(Dataset excerpts)
• • •
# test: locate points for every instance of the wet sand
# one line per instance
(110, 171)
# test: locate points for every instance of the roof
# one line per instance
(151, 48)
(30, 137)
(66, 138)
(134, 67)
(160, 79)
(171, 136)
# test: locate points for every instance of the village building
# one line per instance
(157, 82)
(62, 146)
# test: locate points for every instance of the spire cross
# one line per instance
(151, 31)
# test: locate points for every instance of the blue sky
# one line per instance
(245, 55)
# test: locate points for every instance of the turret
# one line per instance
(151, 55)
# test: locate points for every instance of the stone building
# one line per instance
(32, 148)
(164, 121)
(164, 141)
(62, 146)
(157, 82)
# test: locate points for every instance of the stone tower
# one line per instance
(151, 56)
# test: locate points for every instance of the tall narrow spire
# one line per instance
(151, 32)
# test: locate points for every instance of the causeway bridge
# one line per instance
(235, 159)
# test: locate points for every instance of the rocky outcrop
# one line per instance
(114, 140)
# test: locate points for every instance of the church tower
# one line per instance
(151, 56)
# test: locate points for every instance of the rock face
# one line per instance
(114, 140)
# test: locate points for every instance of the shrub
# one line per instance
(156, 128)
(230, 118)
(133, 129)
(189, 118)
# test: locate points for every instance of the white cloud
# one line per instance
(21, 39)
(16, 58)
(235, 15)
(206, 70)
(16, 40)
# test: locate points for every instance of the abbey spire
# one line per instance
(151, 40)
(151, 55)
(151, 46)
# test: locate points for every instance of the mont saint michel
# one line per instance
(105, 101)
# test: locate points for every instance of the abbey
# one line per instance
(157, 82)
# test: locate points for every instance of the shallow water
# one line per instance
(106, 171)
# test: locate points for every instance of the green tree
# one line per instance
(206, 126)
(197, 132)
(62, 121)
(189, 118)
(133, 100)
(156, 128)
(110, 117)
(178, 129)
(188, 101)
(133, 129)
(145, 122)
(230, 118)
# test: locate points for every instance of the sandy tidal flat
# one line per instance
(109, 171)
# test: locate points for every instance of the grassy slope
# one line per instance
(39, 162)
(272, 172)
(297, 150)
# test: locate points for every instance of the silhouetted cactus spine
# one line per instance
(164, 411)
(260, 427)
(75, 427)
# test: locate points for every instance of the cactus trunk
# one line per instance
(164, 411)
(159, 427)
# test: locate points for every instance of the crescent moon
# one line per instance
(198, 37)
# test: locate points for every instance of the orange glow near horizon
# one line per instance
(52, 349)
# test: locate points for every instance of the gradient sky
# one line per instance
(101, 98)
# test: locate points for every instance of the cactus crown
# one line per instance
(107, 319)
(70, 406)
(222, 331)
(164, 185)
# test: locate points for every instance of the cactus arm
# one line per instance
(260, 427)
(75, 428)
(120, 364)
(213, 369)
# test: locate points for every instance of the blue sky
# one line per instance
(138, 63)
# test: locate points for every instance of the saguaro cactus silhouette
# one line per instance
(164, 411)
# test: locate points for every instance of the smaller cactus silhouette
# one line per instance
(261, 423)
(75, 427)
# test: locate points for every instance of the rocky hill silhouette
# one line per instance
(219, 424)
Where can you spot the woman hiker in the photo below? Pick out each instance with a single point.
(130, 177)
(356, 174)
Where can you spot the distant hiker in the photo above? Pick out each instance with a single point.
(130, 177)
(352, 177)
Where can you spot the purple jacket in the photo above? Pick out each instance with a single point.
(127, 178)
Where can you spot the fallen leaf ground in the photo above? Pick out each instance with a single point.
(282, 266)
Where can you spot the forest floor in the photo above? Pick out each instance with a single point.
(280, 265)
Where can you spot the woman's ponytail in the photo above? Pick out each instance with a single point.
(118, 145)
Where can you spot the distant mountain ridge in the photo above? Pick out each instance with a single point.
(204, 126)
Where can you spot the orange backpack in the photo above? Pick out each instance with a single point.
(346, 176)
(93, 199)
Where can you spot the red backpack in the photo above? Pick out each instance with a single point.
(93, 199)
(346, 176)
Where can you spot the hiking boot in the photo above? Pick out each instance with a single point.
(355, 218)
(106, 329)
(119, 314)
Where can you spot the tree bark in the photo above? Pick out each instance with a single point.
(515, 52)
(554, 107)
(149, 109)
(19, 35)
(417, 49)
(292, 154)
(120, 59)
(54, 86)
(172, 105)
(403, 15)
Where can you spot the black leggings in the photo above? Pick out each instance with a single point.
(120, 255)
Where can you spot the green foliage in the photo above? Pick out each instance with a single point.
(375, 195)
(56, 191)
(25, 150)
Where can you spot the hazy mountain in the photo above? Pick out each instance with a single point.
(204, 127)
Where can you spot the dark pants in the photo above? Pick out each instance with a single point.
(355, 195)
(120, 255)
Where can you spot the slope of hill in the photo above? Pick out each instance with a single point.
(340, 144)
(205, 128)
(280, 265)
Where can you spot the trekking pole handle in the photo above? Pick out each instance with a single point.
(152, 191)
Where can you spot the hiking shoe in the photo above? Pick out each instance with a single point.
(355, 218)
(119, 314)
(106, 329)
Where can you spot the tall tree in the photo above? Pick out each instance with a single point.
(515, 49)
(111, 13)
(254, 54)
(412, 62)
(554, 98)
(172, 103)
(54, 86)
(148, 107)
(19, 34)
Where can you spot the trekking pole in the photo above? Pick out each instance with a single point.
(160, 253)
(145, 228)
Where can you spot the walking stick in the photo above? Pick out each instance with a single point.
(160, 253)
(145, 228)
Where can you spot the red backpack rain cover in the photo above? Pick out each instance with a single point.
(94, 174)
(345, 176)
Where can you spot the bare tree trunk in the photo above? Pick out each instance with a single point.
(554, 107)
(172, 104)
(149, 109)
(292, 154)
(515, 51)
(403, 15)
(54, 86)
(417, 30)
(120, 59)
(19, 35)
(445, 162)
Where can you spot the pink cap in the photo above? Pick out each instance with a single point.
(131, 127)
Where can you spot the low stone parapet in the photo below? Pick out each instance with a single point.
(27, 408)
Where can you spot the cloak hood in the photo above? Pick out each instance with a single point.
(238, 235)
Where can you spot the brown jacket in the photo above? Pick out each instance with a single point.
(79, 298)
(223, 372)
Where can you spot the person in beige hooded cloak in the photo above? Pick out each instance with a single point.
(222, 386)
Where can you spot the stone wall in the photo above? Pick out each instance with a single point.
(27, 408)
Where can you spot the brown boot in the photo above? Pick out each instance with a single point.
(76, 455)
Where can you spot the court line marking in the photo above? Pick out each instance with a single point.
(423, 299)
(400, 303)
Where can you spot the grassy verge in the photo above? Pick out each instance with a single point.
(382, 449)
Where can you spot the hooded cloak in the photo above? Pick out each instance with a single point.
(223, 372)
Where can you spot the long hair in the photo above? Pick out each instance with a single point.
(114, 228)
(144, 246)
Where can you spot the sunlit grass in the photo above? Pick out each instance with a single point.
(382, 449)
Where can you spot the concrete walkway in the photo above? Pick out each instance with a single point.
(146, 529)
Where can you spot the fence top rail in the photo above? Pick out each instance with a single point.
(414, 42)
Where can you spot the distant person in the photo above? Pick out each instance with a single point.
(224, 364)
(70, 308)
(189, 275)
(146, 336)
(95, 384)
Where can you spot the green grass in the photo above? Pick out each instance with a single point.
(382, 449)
• • •
Exercise instructions
Beginning at the line above with "# test: locate points for every instance of the church" and finishing at the line with "# test: locate points for every instance of the sandy", return each line exactly and return nothing else.

Task solution
# test: locate points for every instance of the church tower
# one line per instance
(151, 56)
# test: locate points for every instance of the rock face
# one line per instance
(114, 140)
# test: locate points for every instance of the shrub
# one line per instance
(156, 128)
(230, 118)
(133, 129)
(189, 118)
# test: locate points for every instance of the white cloud
# one line per instance
(21, 39)
(16, 58)
(235, 15)
(206, 70)
(16, 40)
# test: locate points for every instance of the abbey spire
# one line per instance
(151, 40)
(151, 55)
(151, 46)
# test: locate points for every instance of the mont saint michel
# one line per instance
(105, 101)
# test: locate points for every instance of the abbey
# one line per instance
(157, 82)
# test: locate points for every instance of the shallow water
# one line per instance
(106, 171)
# test: locate points for every instance of the green tree
# one line per instance
(206, 126)
(197, 132)
(62, 121)
(189, 118)
(133, 100)
(156, 128)
(110, 117)
(178, 129)
(188, 101)
(133, 129)
(145, 122)
(230, 118)
# test: locate points for every instance of the sandy tidal flat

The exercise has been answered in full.